**Data shown:**
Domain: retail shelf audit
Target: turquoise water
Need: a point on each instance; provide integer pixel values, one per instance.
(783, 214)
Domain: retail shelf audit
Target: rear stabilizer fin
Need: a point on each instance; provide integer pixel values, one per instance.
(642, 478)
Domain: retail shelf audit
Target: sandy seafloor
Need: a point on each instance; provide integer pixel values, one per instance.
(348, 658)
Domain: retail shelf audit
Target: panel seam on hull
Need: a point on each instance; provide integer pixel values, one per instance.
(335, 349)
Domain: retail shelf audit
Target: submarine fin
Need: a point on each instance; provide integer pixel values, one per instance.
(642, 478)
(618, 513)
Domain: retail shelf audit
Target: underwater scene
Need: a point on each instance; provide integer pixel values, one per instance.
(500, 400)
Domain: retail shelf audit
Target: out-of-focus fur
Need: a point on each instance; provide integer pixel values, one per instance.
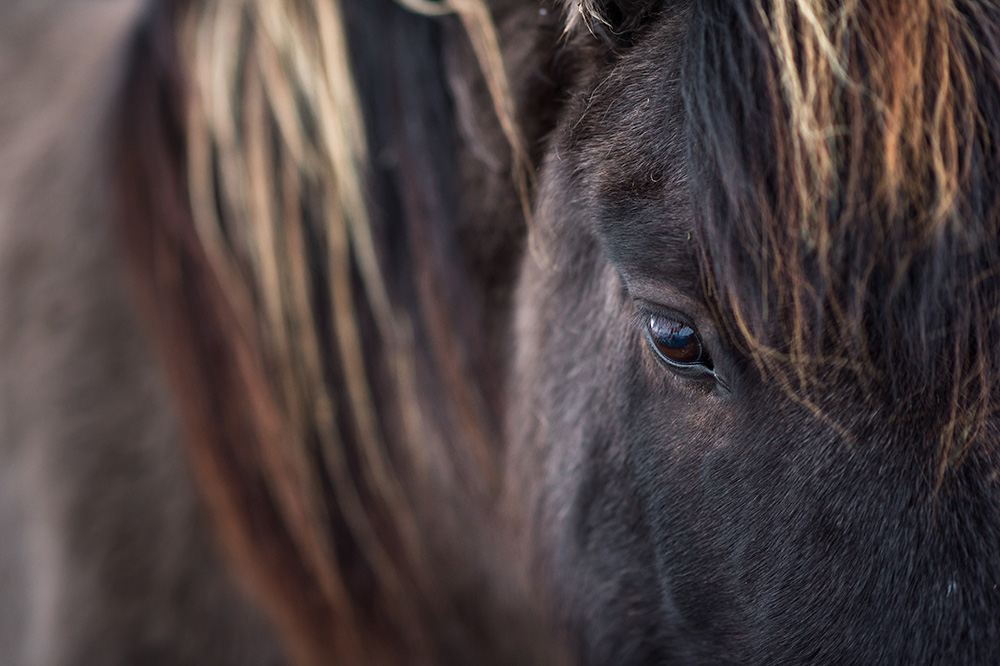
(104, 555)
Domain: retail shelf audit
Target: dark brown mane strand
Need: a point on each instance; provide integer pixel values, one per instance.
(327, 342)
(845, 156)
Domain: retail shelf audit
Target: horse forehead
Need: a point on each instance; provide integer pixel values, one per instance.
(628, 133)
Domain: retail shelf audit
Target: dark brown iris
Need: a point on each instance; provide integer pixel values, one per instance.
(675, 342)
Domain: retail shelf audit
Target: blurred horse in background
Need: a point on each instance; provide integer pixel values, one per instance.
(465, 331)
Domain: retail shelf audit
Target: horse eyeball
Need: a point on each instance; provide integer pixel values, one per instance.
(675, 342)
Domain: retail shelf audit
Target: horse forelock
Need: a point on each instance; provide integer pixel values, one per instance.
(846, 155)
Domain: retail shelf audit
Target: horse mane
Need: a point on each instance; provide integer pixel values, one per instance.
(291, 234)
(845, 158)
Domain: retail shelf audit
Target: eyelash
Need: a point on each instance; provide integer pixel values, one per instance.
(642, 320)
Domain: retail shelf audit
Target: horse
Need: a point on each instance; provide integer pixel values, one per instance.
(501, 331)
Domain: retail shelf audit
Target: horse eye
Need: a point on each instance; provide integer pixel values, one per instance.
(675, 342)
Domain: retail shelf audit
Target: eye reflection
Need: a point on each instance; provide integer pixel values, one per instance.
(675, 342)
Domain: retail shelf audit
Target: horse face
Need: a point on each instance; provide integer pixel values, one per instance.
(697, 512)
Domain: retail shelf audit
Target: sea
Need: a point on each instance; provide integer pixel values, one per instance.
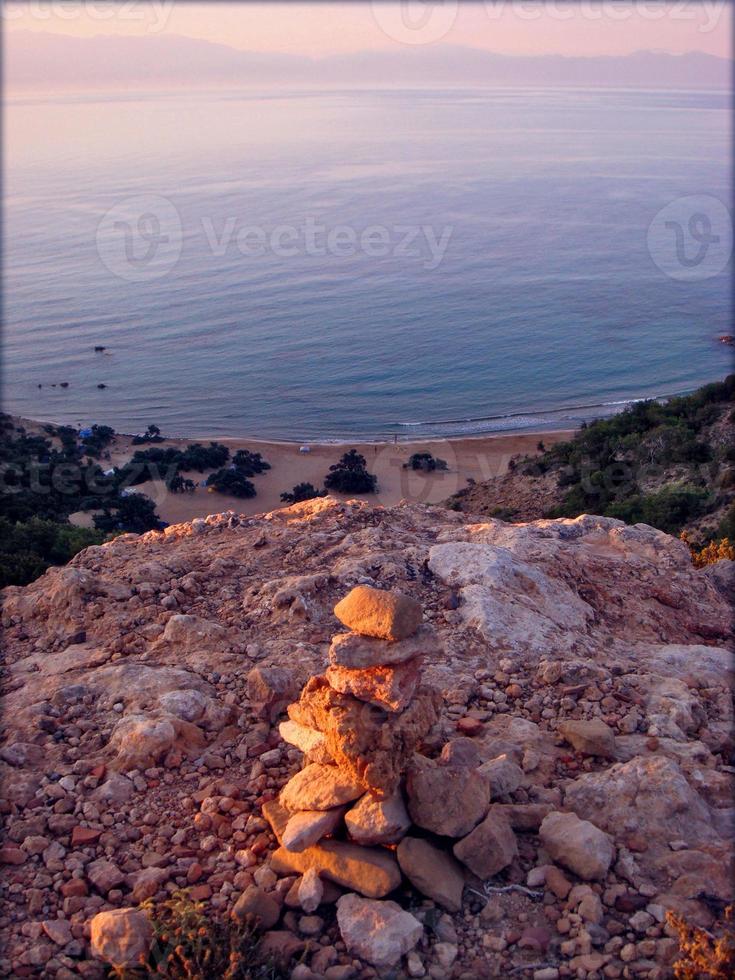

**Goal:**
Find every line in the records that contains the word "dark", and copy each of those lines.

**Response to the task:**
Target: dark brown mane strand
Target: dark brown iris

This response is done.